**Request:** In the text about a heat-seeking particle, what value are Digits set to, and for what purpose?

**Selected text:**

•••

6.83 avoid using brute force numerical methods (26.4.99)

6.83.1 Kevin Ulmes

I have a function that describes temperature throughout space, and a heat seeking particle that starts at a point and flies along the gradient to this function. I had to solve for the coordinates of the point when it was 5 units away from the origin. This problem was one that I had in my Math class, and I ended up solving it as shown below using brute force, which was what we were supposed to do. The function is T=1/2*x^2*y-x*z+x+y, and the initial starting point is (1,0,2). I was wondering if anyone could help me out, in solving this problem exactly, or if there is anyway that I could optimize the current while loop that I have so that it would run faster, and therefore calculate the resultant point more accurately. I am using Maple V r4 to do this:

> with(linalg): 
> with(plots): 
> mag:=proc(vect); RETURN(sqrt(dotprod(vect,vect))): end: 
> T:=1/2*x^2*y-x*z+x+y; 
                     T := 1/2 x  y - x z + x + y 
> t_grad:=convert(grad(T,[x,y,z]),list): 
> initial_point:=[1,0,2]: 
> initial_direc:=subs({x=1,y=5,z=2},t_grad):

The following execuation loops determines the location of the particle when it is 5 units away from the origin. The accuracy of this result is determined by setting the err variable in the initial line. Digits are set to 20 to minimize roundoff error during the calculation.

•••

**Collected data:**
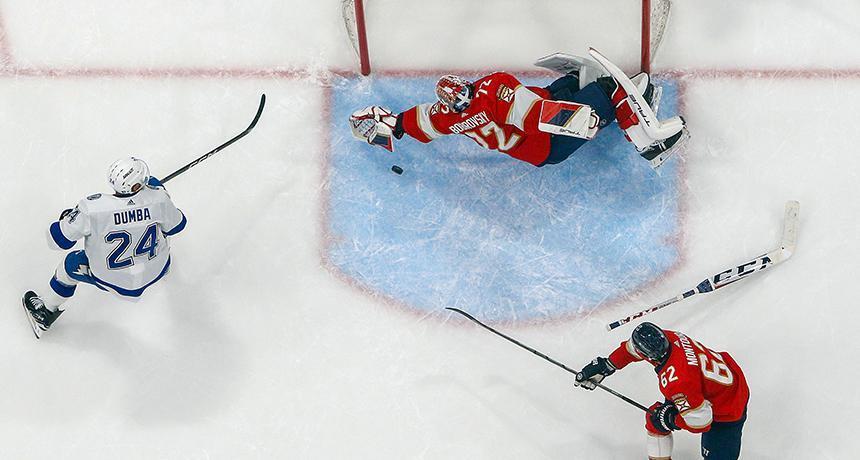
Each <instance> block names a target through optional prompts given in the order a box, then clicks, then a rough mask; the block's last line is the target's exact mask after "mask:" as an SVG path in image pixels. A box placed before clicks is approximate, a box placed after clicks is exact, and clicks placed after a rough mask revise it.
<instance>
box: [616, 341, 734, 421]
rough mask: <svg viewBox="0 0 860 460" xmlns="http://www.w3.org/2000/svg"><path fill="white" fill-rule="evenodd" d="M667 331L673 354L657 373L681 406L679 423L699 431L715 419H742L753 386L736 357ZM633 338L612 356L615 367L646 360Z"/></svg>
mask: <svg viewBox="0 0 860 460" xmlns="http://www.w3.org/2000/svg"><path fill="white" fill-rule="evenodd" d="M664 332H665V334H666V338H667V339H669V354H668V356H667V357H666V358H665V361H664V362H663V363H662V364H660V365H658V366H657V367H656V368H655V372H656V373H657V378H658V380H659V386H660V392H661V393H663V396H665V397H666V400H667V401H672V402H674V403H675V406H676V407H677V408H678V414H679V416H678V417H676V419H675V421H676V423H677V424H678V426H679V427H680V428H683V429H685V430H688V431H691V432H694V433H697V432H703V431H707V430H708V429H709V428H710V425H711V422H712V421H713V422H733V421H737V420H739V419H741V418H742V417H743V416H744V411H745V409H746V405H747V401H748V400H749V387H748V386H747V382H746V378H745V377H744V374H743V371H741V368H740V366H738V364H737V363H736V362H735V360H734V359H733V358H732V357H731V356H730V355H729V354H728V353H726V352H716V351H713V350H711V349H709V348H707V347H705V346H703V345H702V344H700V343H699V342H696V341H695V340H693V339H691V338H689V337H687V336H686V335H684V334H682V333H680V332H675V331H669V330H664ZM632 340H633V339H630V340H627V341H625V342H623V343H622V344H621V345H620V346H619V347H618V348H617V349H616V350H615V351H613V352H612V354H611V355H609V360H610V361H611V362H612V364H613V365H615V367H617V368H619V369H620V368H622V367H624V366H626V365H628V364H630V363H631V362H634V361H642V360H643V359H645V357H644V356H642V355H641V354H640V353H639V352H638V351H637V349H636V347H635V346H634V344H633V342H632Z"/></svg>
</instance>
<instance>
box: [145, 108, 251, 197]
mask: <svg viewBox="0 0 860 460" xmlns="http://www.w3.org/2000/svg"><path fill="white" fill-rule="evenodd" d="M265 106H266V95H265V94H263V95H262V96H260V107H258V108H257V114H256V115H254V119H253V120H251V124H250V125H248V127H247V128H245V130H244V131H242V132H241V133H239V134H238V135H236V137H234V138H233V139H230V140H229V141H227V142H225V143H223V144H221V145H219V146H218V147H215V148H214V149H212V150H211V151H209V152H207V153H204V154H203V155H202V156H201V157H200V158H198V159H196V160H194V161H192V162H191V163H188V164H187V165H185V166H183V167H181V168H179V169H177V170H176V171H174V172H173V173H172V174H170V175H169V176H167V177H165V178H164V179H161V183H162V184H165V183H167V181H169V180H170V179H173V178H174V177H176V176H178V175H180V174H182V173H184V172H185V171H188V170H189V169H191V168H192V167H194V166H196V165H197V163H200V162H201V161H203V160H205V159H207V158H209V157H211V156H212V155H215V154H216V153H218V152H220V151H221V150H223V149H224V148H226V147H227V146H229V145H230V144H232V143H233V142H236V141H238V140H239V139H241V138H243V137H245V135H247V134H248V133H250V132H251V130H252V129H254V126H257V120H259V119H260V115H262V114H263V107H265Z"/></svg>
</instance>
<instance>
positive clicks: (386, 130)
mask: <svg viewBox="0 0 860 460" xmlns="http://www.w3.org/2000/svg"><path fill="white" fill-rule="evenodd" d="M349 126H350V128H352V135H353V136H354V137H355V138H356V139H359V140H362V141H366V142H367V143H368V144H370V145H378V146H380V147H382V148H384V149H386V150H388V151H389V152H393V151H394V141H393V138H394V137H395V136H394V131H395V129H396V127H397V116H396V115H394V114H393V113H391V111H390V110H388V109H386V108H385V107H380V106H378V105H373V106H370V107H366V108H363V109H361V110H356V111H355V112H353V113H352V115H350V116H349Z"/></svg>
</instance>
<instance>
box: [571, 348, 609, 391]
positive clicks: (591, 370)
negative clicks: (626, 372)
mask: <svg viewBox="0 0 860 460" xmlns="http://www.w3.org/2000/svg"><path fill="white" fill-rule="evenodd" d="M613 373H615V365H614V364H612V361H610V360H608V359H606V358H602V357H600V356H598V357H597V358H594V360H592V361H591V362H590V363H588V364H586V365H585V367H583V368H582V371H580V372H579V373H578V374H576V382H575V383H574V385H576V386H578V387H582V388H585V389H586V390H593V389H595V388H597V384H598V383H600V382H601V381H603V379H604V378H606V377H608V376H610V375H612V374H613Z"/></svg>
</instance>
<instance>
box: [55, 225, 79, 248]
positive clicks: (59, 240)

•••

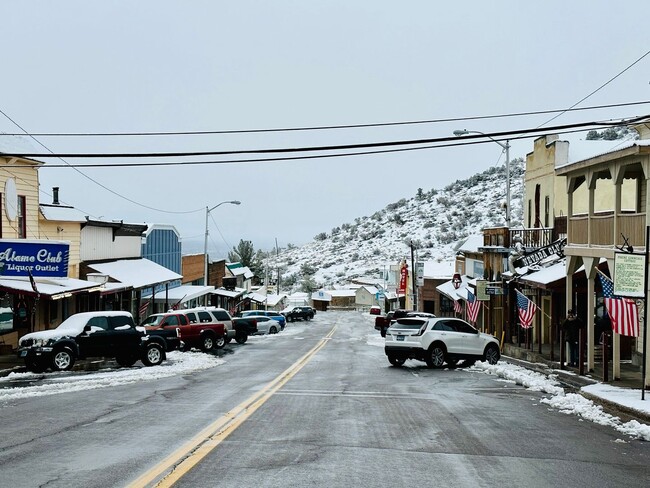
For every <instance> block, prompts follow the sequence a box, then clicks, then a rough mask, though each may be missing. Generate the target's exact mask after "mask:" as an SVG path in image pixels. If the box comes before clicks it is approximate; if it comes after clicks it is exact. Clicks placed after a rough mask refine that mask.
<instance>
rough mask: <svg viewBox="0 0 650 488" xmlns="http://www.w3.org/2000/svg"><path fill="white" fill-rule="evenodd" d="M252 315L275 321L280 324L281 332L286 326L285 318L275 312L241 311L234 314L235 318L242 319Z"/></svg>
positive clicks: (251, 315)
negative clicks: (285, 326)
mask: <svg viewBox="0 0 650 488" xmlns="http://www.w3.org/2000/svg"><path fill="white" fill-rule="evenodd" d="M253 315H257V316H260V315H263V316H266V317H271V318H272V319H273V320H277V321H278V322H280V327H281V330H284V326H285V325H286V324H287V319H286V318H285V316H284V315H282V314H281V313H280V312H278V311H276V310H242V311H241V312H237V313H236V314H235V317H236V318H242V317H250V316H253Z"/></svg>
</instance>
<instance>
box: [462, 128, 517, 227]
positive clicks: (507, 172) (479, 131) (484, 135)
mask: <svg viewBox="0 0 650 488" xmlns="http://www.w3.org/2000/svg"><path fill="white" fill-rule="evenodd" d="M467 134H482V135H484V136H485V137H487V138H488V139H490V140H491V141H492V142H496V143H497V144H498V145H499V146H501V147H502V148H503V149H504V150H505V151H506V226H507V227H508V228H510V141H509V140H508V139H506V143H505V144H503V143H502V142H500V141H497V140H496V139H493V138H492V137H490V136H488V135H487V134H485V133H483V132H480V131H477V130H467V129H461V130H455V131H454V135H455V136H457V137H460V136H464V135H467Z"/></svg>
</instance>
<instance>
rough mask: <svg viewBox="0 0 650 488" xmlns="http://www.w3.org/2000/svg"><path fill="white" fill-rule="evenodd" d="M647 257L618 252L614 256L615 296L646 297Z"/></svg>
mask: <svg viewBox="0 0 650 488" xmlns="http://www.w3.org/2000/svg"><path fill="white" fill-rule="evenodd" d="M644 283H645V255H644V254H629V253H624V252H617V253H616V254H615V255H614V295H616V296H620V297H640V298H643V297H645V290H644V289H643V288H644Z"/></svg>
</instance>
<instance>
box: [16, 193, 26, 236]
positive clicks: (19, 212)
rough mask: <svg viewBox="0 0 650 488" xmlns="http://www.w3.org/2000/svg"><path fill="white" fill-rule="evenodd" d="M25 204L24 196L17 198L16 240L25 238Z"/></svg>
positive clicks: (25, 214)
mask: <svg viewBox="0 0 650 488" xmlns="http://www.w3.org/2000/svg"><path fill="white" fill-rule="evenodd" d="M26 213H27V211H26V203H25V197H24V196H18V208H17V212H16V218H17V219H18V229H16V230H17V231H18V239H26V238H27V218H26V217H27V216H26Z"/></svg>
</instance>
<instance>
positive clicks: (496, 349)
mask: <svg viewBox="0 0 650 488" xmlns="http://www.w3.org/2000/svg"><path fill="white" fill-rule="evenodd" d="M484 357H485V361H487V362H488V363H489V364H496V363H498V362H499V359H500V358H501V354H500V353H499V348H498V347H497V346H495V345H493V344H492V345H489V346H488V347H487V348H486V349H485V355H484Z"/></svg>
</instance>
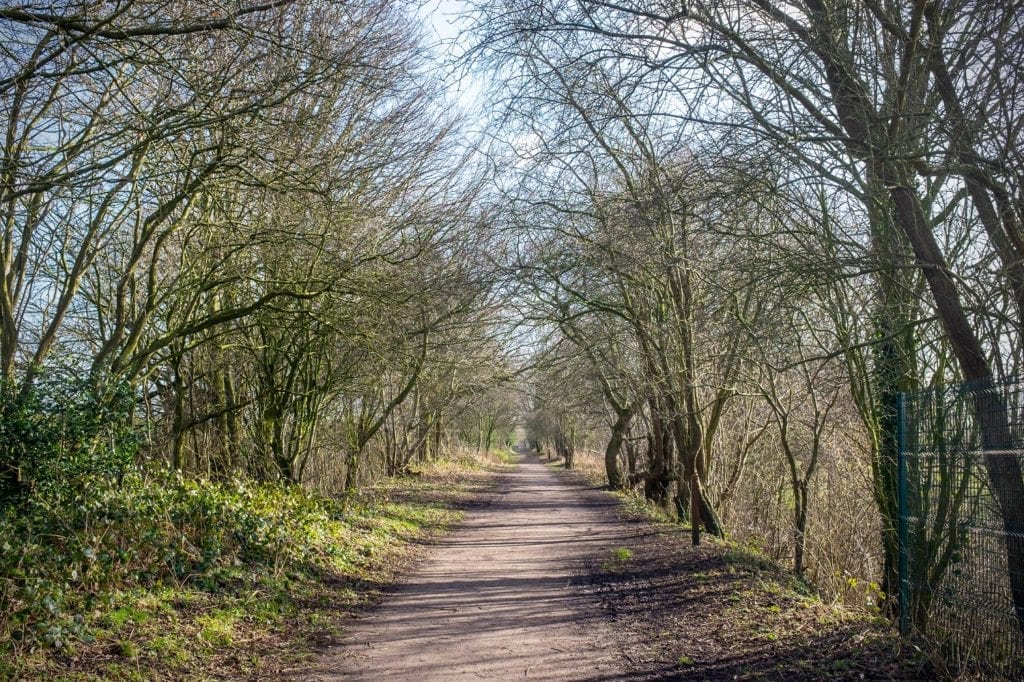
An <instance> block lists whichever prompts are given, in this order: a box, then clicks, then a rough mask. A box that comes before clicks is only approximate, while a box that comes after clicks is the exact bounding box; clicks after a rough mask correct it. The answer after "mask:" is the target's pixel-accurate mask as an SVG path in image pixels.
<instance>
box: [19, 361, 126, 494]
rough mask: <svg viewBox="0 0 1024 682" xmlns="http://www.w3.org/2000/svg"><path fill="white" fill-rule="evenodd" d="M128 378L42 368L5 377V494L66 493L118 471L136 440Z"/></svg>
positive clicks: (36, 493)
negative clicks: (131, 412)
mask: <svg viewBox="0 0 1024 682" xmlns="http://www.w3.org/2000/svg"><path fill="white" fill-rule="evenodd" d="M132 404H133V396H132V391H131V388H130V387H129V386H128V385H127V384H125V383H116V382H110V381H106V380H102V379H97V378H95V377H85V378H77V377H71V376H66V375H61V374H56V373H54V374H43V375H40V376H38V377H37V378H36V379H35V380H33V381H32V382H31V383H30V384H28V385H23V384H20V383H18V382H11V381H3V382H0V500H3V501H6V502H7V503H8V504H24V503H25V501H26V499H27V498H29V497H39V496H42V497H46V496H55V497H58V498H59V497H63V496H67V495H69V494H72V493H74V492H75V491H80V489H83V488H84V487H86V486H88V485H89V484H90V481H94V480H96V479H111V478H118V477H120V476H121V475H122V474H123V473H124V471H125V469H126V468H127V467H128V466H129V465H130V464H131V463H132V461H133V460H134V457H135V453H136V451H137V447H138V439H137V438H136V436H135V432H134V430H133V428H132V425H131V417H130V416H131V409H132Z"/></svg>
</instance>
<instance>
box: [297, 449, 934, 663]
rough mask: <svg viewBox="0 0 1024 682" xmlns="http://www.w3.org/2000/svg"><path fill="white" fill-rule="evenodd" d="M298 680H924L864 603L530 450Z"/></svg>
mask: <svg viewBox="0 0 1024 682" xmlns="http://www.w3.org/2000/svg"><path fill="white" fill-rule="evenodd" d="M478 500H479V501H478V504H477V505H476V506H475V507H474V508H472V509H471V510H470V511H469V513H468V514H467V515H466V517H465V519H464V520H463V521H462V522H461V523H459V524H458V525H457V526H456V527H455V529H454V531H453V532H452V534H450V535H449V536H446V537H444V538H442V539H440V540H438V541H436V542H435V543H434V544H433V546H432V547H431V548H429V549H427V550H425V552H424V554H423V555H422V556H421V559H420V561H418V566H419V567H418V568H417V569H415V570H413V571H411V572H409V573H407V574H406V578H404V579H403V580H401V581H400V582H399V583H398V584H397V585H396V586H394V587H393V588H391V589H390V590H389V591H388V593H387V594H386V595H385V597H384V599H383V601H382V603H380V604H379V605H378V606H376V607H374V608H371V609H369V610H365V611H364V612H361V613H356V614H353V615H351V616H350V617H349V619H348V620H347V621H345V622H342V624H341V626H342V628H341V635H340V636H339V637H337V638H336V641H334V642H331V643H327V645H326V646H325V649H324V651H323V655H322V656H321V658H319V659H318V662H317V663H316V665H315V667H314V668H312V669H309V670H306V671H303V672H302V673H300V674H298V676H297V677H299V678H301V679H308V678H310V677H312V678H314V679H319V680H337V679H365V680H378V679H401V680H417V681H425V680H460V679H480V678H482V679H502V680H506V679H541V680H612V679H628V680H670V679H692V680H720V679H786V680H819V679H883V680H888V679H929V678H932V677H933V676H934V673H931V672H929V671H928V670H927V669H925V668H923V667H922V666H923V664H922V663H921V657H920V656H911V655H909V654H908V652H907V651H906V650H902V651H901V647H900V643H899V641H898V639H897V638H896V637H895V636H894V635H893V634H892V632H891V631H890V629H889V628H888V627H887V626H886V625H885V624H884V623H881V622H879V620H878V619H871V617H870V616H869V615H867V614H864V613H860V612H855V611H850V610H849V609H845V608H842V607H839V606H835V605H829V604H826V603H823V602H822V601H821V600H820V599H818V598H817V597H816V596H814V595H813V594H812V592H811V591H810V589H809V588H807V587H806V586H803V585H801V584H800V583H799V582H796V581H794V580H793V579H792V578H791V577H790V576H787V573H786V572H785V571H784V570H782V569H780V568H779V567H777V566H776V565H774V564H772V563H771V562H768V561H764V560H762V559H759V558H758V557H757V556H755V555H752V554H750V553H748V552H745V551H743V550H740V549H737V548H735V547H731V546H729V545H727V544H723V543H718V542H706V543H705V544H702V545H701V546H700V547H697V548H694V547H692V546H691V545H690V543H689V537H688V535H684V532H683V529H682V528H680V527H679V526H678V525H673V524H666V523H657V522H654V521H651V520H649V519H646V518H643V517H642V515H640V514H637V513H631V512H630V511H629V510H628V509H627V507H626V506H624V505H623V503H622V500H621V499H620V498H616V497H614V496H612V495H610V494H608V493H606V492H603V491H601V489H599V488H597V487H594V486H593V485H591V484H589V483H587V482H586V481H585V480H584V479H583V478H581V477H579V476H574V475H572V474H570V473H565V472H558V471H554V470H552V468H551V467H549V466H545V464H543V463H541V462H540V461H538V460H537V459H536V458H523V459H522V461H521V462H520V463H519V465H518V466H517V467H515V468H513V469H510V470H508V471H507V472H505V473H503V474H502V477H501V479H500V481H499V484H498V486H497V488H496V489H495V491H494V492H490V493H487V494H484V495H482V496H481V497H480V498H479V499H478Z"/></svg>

•••

**Response to the task:** Digits are set to 20 to minimize roundoff error during the calculation.